* _Problem a_
Could you reproduce the review word for word, starting at "HBO's John Adams, is" and ending at "a nice compromise."?

* _Text provided_
________

Needless to say, if you are not interested in negotiating realms of perception, this novel might not be for you.

For all of its abstract ideas, though, The Crossing also tells an interesting story. Billy Parham's three "crossings" into Mexico cover much of the same terrain (physically and psychologically), yet each time he learns something new about himself and the world in which he lives. Over the course of the book, Billy's initial idealism is tried and tested and eventually worn down by failures, disappointments, and tragedies.
Again, if failure, disappointment, and tragedy are not your thing--skip this one.
Ultimately, I think that I liked The Crossing more than All the Pretty Horses. I also think that I liked it better than Blood Meridian, if only because it was not drenched in as much senseless blood and gore. The Crossing is a thoughtful novel about the tragedies and disappointments of youth, but it does not approach that subject with sentimentality. If grim novels about the loss of youthful idealism are your thing, give it a try--I mean, it only took me about six months to read.

Friday, January 16, 2009

HBO's John Adams: Balancing History and Drama

Had David McCullough never written his best-selling (and Pulitzer Prize winning) biography of John Adams, it is unlikely that HBO Films--or any motion picture studio, for that matter--would have thought of making a biopic about a founder father who enjoys neither the popularity of Thomas Jefferson nor the name recognition of George Washington and Benjamin Franklin. Indeed, thanks to McCullough, Adam's life and political career (and reputation) have been salvaged from the dust of history, packaged and delivered--in the best-selling form of popular narrative history--for the rabble masses that Adams often mistrusted. McCullough, therefore, also deserves further credit for HBO's recent mini-series on Adams, which is based on McCullough's book and also brings the founder's important and often over-looked legacy into the homes of those who were too lazy to read the book.

Admittedly, I am one of those who fall into the latter category. While I have owned the book since 2003, I was only able to read about 125 pages of it before I became distracted with another book (which tends to happen  a lot to me, since I try to read three or four books at a time). Still, my interest in finishing John Adams has never really diminished, and now, having watched all seven episodes of the HBO series, I have more of an interest in finishing it than ever.

HBO's John Adams, is a dramatic retelling of the United States of America's first 50 years. Adams, of course, is at the center of the action, along with Abigail Adams and the rest of the Adams family; Jefferson, Franklin, Washington, and Hamilton are very much secondary characters. Each episode of the series stands on its own; unlike other mini-series, no one episode leads smoothly into the next. Often, a lot of history is sacrificed on the altar of dramatic necessity--which is to be expected when 50 years of history is condensed into nine hours of film. Fortunately, the filmmakers did a fairly good job in making a project of this scope work. John Adams could have easily been fourteen episodes long, but that would have been a lot to ask from an audience. Overall, John Adams is a nice compromise.

The strength of this mini-series is its characterizations of the founders. Adams is a complex figure who has as many obvious flaws as he has extraordinary talents. The series makes much of his vanity and compulsive tactlessness, as well as his devotion to those whom he considered to be his best friends, namely Abigail and Jefferson. Also, it spends significant time on his struggle with parenthood (some of the best-acted scenes in the series, in fact, involve his role as a parent). Its characterizations of Jefferson, Franklin, and Washington are also excellent and do much to make them not appear like the marble statues they have become in our historical memory. Only Alexander Hamilton, who comes closest to being the "bad guy" of the series, comes across as being a little one-dimensional.

________

* _Data section_
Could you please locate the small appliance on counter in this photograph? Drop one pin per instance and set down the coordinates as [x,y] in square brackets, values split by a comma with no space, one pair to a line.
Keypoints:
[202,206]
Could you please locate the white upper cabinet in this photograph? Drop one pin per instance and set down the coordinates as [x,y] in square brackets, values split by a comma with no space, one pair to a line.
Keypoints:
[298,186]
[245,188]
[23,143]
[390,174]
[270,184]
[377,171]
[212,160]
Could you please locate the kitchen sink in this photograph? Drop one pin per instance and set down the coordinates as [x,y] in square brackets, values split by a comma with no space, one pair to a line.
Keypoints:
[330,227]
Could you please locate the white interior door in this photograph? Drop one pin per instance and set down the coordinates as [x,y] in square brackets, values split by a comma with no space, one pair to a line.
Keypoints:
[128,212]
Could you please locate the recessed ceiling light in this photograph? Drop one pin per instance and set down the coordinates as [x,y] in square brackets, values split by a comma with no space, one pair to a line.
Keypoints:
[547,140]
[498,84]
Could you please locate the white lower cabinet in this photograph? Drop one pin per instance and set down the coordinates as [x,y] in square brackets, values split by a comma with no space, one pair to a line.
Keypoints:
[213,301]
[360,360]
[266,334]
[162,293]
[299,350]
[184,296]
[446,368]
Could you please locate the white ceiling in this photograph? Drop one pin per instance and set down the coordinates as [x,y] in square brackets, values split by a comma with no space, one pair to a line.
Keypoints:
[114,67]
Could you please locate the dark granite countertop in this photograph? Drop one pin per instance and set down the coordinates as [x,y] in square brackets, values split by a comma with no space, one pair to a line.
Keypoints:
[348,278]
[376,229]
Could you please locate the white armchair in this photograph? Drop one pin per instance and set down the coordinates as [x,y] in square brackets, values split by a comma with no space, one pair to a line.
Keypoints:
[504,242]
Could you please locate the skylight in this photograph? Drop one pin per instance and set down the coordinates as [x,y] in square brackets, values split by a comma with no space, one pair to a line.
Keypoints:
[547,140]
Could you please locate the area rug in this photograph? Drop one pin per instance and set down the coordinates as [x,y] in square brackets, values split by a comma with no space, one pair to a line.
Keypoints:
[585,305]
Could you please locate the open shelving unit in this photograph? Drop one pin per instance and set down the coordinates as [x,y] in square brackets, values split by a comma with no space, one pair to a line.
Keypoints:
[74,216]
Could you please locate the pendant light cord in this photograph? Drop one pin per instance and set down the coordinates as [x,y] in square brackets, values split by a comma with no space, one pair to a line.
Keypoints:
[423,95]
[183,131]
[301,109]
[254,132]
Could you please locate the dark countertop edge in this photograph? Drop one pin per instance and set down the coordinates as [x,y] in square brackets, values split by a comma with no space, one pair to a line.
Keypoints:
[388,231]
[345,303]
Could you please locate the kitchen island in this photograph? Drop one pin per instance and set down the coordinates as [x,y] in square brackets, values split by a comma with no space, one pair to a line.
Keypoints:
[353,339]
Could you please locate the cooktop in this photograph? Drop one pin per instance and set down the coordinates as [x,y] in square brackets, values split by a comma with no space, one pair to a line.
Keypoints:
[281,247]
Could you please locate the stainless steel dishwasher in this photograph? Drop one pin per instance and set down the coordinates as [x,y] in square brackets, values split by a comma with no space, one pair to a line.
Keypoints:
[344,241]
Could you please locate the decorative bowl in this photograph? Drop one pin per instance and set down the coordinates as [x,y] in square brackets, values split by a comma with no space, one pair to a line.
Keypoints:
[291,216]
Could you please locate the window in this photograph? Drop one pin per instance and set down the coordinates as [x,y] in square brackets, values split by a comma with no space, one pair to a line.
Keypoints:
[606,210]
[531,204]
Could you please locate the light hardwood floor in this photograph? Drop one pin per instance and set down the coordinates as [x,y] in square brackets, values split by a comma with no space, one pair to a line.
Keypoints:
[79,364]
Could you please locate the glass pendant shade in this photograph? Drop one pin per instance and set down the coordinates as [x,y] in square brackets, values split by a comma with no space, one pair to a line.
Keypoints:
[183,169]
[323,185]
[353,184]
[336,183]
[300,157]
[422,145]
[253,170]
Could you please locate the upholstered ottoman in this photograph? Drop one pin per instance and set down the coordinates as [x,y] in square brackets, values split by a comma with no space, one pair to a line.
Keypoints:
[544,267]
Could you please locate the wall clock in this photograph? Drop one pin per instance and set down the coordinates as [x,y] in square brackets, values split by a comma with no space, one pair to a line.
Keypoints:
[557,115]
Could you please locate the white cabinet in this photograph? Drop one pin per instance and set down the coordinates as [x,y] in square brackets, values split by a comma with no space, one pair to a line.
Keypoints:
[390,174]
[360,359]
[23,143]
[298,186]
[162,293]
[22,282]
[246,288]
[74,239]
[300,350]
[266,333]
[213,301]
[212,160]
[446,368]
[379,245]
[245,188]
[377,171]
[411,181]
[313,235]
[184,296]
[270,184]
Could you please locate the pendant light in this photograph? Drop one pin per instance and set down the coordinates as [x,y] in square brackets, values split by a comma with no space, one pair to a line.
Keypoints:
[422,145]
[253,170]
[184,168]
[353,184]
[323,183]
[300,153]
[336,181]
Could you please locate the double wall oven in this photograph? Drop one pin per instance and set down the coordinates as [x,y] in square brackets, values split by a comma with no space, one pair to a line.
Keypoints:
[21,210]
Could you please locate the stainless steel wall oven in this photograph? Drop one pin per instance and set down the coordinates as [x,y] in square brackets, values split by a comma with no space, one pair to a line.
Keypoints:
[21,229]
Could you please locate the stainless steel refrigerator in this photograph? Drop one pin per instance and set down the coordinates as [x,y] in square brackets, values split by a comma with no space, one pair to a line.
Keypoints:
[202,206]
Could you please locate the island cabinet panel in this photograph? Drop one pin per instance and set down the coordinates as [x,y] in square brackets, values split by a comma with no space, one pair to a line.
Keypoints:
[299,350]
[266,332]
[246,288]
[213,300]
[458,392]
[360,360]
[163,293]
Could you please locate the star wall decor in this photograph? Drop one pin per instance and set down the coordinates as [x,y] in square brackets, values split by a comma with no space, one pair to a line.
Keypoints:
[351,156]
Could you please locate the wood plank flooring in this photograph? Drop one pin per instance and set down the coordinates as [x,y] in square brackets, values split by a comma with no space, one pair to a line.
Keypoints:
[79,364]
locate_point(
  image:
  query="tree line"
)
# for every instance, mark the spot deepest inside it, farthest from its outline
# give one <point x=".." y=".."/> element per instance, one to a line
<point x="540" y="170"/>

________

* _Problem b_
How many lines of the listing above contain the string "dark", with case counting? Reply with the number alone.

* _Exercise response a_
HBO's John Adams, is a dramatic retelling of the United States of America's first 50 years. Adams, of course, is at the center of the action, along with Abigail Adams and the rest of the Adams family; Jefferson, Franklin, Washington, and Hamilton are very much secondary characters. Each episode of the series stands on its own; unlike other mini-series, no one episode leads smoothly into the next. Often, a lot of history is sacrificed on the altar of dramatic necessity--which is to be expected when 50 years of history is condensed into nine hours of film. Fortunately, the filmmakers did a fairly good job in making a project of this scope work. John Adams could have easily been fourteen episodes long, but that would have been a lot to ask from an audience. Overall, John Adams is a nice compromise.

* _Exercise response b_
2